On 5/23/23 23:38, Fabiano Rosas wrote:
> The last call site of this function has been removed by commit
> c04d0ab026 ("qemu-img: Let info print block graph").
> 
> Signed-off-by: Fabiano Rosas <farosas@suse.de>
> ---
>  block/qapi.c         | 27 ---------------------------
>  include/block/qapi.h |  3 ---
>  2 files changed, 30 deletions(-)
> 
> diff --git a/block/qapi.c b/block/qapi.c
> index f34f95e0ef..79bf80c503 100644
> --- a/block/qapi.c
> +++ b/block/qapi.c
> @@ -309,33 +309,6 @@ out:
>      aio_context_release(bdrv_get_aio_context(bs));
>  }
>  
> -/**
> - * bdrv_query_block_node_info:
> - * @bs: block node to examine
> - * @p_info: location to store node information
> - * @errp: location to store error information
> - *
> - * Store image information about @bs in @p_info.

Task instructions -> Please retype the patch excerpt between "On 5/23/23 23:38, Fabiano" and "changed, 30 deletions(-)", inclusive. The listing that comes next has no connection to the patch excerpt.

Supplied data ->
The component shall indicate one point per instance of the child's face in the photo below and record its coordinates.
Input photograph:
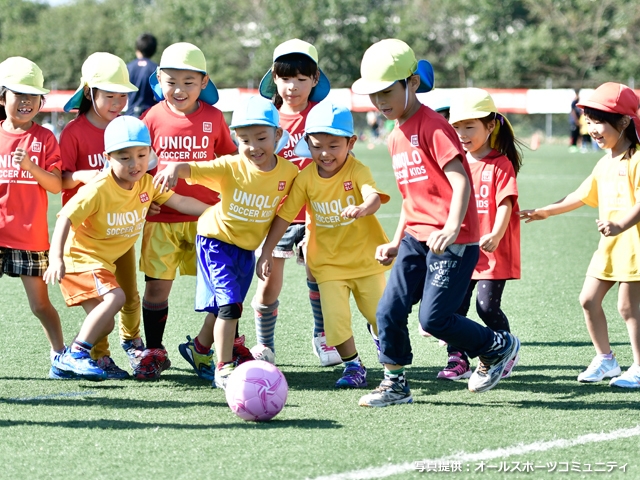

Result below ->
On 5/23/23 23:38, Fabiano Rosas wrote:
> The last call site of this function has been removed by commit
> c04d0ab026 ("qemu-img: Let info print block graph").
> 
> Signed-off-by: Fabiano Rosas <farosas@suse.de>
> ---
>  block/qapi.c         | 27 ---------------------------
>  include/block/qapi.h |  3 ---
>  2 files changed, 30 deletions(-)